> Records provided:
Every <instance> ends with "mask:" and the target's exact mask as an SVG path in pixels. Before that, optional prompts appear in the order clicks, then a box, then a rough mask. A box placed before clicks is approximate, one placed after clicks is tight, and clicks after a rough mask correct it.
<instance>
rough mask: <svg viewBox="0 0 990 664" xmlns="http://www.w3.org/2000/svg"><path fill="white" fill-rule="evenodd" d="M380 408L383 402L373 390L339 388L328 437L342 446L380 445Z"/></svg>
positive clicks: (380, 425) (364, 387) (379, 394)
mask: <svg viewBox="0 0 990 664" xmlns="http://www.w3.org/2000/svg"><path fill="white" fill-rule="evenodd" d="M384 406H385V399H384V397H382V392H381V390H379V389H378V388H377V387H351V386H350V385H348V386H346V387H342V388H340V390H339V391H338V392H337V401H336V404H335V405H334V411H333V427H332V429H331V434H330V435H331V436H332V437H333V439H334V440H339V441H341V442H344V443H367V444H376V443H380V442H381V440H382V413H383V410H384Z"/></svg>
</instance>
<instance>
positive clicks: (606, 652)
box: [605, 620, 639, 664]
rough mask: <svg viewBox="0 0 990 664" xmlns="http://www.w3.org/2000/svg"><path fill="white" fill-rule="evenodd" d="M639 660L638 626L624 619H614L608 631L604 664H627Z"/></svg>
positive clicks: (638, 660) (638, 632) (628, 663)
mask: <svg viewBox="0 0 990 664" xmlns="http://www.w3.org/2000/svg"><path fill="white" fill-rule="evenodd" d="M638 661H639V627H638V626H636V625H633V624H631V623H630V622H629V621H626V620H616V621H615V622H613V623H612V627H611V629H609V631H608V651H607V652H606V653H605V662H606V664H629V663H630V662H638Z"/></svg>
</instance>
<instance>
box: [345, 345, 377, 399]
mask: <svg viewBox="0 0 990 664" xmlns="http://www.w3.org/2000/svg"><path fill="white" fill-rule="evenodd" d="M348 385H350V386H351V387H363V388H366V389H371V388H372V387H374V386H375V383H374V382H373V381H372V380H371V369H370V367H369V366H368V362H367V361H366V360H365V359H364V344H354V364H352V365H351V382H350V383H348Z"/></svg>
* * *
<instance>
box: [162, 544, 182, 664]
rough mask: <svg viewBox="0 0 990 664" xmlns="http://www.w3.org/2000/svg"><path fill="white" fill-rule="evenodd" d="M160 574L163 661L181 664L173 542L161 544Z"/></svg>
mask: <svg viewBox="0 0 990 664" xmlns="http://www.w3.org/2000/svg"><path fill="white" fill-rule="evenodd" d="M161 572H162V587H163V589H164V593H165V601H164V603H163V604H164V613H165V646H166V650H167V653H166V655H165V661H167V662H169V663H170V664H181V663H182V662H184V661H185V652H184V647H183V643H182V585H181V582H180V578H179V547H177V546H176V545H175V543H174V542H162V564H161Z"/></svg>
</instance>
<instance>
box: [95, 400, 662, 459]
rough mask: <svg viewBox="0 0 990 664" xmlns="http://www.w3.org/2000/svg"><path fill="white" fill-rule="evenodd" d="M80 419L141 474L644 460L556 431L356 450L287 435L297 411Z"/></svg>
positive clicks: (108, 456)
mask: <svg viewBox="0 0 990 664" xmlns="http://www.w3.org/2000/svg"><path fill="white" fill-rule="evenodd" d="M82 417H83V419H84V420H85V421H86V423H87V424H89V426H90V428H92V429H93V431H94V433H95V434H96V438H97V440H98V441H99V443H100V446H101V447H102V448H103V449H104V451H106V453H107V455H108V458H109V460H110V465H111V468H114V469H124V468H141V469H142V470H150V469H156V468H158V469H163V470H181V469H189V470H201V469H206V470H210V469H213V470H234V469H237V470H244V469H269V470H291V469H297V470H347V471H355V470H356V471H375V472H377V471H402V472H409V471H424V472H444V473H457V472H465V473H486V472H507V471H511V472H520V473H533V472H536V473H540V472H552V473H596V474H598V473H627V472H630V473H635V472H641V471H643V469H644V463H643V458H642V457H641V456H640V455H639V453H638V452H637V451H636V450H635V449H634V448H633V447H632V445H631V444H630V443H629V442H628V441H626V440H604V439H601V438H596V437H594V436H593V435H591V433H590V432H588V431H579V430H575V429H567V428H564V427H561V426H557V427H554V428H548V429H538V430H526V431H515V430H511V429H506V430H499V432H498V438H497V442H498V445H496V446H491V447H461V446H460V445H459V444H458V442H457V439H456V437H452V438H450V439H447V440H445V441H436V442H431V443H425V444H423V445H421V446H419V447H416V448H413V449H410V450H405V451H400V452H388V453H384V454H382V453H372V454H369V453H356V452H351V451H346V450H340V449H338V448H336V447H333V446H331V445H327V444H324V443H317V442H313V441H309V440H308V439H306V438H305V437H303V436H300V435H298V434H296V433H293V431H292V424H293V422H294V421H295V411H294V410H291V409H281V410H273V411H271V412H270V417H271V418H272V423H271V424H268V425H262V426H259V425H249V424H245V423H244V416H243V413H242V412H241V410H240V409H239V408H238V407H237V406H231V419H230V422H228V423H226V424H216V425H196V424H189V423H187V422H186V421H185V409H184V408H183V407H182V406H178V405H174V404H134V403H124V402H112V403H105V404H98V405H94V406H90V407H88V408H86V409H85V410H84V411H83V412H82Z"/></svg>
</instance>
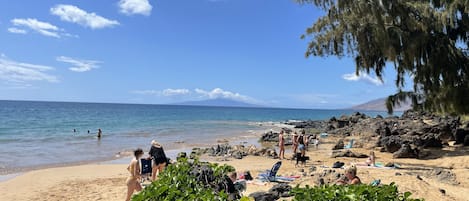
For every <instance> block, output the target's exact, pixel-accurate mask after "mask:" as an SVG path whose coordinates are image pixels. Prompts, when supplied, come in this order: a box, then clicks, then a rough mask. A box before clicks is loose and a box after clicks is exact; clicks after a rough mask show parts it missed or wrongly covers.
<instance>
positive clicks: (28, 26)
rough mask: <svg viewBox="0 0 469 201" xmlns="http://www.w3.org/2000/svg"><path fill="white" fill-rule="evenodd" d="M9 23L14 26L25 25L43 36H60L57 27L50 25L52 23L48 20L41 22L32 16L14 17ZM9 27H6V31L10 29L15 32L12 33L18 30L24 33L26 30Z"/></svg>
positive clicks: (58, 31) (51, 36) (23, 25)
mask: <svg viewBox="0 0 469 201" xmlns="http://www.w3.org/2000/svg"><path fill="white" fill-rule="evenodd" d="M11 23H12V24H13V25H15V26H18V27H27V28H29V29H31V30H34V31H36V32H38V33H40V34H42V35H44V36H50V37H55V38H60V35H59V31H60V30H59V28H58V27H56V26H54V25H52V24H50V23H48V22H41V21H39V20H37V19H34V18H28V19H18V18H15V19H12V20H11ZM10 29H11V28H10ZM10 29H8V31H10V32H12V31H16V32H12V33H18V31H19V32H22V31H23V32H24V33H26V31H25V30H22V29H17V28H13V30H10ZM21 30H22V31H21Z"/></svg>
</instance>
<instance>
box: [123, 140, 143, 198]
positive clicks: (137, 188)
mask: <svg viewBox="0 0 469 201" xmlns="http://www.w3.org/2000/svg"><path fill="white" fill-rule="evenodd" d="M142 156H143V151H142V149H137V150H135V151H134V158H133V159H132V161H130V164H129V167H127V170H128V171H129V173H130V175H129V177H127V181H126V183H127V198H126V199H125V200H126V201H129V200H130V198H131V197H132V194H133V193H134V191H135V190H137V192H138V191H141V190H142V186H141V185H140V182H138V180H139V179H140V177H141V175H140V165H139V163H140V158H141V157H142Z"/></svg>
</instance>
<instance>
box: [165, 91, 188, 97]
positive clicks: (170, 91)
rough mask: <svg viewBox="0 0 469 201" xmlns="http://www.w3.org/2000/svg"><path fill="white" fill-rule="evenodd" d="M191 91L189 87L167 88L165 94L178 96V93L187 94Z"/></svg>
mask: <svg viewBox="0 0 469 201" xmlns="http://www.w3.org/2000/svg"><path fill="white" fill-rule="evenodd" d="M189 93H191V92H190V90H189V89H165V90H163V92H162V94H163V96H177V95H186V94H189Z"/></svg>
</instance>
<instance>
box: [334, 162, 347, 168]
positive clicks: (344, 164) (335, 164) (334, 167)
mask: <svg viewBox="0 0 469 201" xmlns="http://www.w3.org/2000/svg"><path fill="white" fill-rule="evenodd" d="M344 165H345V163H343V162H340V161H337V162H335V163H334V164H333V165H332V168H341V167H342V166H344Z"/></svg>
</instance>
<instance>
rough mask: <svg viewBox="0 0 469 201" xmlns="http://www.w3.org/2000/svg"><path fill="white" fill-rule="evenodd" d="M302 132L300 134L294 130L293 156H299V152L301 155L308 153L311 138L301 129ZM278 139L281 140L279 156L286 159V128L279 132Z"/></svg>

> Prompt: Rewrite the records from the line containing "Every <instance> ends" down through the line containing "positive clicks: (380, 425)", replacing "rough mask" with "coarse mask" and leaving everything else unchanged.

> Written reply:
Every <instance> ends with "mask:" and the target's exact mask as an SVG path in pixels. Before that, optional prompts appear in the order clicks, then a box, then a coarse mask. A box placed before clicks is approximate, one placed after clicks is tight, and clicks after a coarse mask correct it.
<instance>
coarse mask: <svg viewBox="0 0 990 664" xmlns="http://www.w3.org/2000/svg"><path fill="white" fill-rule="evenodd" d="M380 408L383 402L373 390L339 388L328 437L342 446L380 445Z"/></svg>
positive clicks: (380, 425) (364, 387) (379, 394)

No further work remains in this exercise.